**WHAT IS ASKED**
Can you pick out each line of the material below that contains the string "roof" and copy those lines?

Point annotation dataset records
<<<<

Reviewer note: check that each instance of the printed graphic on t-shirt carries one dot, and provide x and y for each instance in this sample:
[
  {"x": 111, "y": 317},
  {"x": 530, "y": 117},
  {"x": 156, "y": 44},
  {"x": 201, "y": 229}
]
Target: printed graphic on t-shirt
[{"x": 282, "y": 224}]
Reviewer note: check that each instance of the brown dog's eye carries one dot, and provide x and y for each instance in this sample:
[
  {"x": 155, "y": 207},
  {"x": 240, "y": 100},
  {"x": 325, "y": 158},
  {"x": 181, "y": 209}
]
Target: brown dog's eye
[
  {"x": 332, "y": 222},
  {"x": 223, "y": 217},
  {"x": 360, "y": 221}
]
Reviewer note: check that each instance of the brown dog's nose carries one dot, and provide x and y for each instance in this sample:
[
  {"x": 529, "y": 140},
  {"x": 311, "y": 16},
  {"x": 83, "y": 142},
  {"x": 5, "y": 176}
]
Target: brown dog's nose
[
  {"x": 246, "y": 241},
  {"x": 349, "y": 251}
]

>>>>
<<<<

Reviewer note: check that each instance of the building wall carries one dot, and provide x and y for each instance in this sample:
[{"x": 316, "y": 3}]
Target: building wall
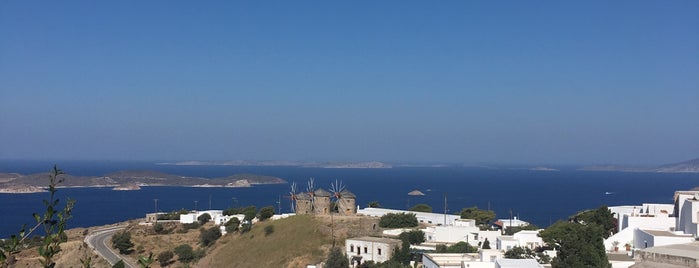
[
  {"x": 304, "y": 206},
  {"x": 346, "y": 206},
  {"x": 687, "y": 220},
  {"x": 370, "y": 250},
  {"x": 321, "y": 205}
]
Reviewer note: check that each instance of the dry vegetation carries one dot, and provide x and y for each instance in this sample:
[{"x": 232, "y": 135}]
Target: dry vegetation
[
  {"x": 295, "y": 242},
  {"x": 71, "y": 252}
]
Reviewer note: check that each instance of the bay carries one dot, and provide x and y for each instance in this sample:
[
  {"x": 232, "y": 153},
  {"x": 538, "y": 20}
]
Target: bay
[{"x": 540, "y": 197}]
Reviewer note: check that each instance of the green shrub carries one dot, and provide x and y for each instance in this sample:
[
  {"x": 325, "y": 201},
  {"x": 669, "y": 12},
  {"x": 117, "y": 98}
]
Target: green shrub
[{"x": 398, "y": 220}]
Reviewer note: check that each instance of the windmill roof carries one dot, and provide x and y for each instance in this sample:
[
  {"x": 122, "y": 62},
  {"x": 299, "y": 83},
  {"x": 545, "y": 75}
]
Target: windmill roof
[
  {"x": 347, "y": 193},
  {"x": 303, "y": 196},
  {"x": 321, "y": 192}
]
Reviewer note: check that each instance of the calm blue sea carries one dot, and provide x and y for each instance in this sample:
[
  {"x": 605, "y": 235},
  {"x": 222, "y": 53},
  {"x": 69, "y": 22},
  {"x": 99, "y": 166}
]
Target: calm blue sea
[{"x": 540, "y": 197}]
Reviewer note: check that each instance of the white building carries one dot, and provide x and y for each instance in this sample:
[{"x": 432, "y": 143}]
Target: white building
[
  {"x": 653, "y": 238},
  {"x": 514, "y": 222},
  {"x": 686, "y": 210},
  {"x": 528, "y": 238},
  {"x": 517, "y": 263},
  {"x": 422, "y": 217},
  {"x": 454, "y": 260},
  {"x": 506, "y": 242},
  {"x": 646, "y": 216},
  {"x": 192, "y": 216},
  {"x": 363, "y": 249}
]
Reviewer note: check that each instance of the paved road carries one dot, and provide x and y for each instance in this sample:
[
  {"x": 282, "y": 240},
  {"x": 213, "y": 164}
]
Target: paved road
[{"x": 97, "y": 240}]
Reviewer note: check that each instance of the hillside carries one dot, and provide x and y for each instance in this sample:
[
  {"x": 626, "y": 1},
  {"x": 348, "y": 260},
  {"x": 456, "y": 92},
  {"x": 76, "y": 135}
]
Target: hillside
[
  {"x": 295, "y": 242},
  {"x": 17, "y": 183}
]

>>>>
<<<<

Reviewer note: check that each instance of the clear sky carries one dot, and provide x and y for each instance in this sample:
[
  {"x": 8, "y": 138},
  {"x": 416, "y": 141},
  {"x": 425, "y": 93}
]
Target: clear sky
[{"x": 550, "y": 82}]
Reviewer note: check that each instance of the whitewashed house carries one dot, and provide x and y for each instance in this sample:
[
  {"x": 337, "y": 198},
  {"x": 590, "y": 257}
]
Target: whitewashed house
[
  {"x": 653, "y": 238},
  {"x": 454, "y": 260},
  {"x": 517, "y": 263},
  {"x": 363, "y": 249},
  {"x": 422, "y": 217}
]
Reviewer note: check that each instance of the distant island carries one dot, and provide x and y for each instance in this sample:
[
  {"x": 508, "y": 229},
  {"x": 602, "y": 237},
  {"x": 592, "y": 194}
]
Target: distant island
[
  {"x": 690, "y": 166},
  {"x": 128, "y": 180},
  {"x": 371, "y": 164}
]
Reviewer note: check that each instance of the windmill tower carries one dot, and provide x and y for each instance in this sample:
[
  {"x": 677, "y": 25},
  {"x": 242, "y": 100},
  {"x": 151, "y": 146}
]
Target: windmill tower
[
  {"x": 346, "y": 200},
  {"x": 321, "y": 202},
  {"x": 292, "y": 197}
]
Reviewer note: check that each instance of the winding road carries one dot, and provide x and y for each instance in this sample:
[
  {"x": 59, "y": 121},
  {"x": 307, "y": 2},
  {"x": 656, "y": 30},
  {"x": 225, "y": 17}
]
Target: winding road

>>>>

**EXERCISE ANSWER**
Reviewer note: check that each instance of the windmill roof carries one dot, and provide x and y for each instance in this sample:
Target: windmill roof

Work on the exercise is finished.